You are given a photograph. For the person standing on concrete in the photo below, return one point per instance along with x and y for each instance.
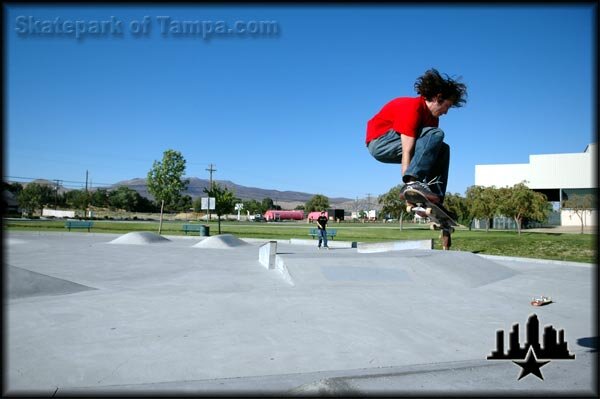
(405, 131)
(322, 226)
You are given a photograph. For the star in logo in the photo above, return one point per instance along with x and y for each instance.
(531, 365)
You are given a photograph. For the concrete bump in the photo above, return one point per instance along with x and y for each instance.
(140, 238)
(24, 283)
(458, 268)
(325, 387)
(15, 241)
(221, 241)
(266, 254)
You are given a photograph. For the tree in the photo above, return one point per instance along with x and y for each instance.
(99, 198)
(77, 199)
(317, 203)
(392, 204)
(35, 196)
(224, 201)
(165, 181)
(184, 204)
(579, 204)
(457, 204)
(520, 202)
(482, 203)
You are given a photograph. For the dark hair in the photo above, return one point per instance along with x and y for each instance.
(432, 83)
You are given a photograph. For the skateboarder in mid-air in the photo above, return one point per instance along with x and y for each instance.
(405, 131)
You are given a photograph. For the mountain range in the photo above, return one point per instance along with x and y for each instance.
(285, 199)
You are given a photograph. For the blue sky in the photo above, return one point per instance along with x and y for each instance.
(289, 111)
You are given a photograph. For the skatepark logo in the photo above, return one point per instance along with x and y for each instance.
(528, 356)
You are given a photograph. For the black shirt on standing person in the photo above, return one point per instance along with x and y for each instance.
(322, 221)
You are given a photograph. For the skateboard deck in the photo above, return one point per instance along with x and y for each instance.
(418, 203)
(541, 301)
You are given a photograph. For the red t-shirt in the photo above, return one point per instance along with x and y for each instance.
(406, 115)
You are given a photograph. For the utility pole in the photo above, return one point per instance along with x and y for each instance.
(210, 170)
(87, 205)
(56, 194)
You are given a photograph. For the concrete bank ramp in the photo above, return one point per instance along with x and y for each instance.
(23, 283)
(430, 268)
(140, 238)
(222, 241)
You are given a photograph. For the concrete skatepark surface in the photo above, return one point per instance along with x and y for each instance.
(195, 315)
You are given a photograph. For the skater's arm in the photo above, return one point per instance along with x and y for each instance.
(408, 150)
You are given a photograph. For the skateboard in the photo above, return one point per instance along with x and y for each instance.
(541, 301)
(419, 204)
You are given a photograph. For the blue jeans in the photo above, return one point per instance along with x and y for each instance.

☆ ☆ ☆ ☆ ☆ ☆ ☆

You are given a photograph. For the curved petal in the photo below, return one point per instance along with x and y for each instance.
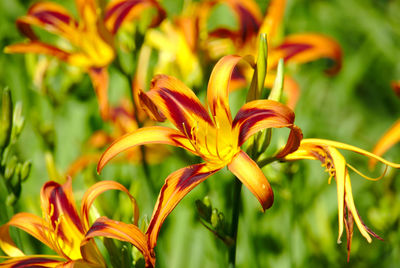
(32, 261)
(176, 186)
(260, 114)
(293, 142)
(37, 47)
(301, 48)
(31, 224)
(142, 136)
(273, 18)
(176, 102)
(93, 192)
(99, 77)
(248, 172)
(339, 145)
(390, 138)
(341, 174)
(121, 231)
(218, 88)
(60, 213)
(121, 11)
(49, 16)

☆ ☆ ☆ ☆ ☆ ☆ ☆

What this task involves: Reproduce the entries between the lines holding "You are given a photograph. For the concrete bank" and "You are given a photograph. For the blue jeans", inclusive, keeping the requests as they are. Raise every coordinate in the answers by 44.

Written solution:
You are given a photograph. For the concrete bank ramp in the photo above, return one point per instance along with x and y for each instance.
(67, 327)
(474, 312)
(184, 282)
(266, 285)
You are given a photograph. For the concrete skatepark surface in the photo above, return one point per instance along with x and y for each instance.
(239, 359)
You are given a photograph. For the skater's arm in the photo above, return one point per instance along with x and y for each instance.
(452, 194)
You are given a photograph. For the skateboard in the photo above, return one point per instance along with x and y for each instance.
(585, 345)
(463, 248)
You are given a photograph. For the blue jeans in the photo above, return one point per instance along with x and y for each instance.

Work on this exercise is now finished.